The exercise:
Which lines of the records below contain the word "wheel"? Gather each of those lines in full, treating uppercase and lowercase letters as different.

Task data:
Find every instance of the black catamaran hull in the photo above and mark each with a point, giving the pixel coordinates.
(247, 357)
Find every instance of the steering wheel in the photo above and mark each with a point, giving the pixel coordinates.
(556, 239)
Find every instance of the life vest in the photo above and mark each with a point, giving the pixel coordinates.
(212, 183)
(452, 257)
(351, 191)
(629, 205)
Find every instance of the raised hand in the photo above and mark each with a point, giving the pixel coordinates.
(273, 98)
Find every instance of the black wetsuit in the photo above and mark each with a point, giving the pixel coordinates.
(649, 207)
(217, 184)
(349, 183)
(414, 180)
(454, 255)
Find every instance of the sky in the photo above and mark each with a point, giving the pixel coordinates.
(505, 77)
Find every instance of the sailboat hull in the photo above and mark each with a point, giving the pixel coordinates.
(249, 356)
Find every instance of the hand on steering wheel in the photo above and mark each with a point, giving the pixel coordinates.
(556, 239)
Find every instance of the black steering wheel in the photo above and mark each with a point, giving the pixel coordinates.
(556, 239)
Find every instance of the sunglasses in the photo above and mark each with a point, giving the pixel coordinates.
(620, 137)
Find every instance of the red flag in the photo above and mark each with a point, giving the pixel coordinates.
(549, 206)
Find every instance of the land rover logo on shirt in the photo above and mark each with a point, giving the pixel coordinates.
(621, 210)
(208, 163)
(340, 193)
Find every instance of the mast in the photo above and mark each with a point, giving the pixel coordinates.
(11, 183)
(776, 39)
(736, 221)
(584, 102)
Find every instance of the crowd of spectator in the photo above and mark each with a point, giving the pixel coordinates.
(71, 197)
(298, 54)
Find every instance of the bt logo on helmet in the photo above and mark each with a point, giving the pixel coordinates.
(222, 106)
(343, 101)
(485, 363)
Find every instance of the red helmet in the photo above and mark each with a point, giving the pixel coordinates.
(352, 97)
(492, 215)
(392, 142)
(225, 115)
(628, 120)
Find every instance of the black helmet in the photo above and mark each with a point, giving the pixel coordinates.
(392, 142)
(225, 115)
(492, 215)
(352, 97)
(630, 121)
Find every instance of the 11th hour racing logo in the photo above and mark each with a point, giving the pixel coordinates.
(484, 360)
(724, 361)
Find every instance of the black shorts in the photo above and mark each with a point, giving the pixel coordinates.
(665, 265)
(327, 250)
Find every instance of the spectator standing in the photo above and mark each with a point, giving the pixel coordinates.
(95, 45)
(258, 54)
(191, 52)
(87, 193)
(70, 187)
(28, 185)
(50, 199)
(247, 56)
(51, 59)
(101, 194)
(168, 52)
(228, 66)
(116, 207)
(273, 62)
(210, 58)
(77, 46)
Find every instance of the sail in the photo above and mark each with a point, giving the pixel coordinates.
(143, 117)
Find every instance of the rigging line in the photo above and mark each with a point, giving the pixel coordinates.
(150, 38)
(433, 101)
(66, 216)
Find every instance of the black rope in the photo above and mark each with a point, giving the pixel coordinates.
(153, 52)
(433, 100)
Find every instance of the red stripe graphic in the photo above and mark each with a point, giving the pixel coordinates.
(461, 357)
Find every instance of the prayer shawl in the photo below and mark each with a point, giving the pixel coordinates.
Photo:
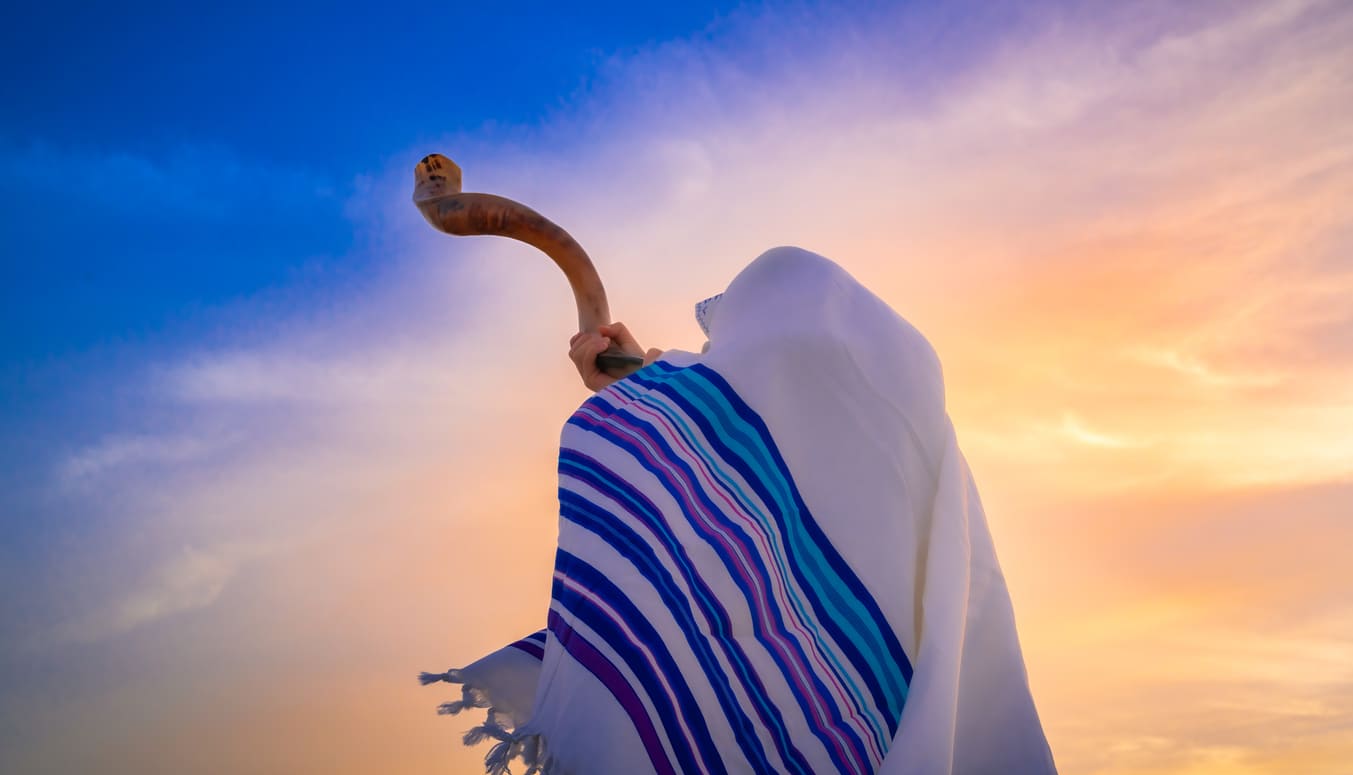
(771, 559)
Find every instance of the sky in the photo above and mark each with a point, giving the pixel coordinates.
(271, 445)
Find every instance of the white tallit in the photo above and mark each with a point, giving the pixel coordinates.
(771, 559)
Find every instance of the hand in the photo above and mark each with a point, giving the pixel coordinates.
(585, 346)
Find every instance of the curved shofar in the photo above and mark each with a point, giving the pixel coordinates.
(439, 198)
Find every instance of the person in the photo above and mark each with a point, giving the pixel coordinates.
(771, 559)
(585, 346)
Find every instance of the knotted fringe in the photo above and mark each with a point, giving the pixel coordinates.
(510, 747)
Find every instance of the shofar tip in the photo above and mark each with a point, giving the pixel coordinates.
(434, 177)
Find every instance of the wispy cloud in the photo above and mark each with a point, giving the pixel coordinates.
(1122, 227)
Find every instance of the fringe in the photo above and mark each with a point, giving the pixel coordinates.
(510, 745)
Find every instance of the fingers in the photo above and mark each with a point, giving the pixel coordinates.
(624, 340)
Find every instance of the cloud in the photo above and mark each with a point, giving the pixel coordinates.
(190, 580)
(1122, 227)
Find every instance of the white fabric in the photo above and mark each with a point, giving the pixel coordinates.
(853, 398)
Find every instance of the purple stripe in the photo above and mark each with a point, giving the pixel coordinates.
(597, 663)
(793, 667)
(529, 647)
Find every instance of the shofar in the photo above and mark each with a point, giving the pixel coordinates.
(439, 198)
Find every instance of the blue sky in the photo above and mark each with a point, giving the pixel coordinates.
(261, 426)
(161, 161)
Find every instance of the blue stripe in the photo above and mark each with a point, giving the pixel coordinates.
(759, 622)
(671, 708)
(835, 593)
(633, 547)
(862, 706)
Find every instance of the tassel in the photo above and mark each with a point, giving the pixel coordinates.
(449, 676)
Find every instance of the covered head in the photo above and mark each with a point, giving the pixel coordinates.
(771, 557)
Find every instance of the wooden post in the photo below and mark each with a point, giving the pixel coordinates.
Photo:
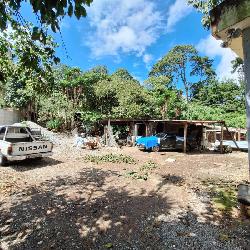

Answer to the task:
Find every instance of the steering wheel in the photo above and mark each with a point, giving the pixel coordinates.
Find every instance of the hand on steering wheel in the photo above and mark each with a point, giving the pixel coordinates.
Find every instance of the black steering wheel in the photo above and mark each with a point, giving the pixel coordinates.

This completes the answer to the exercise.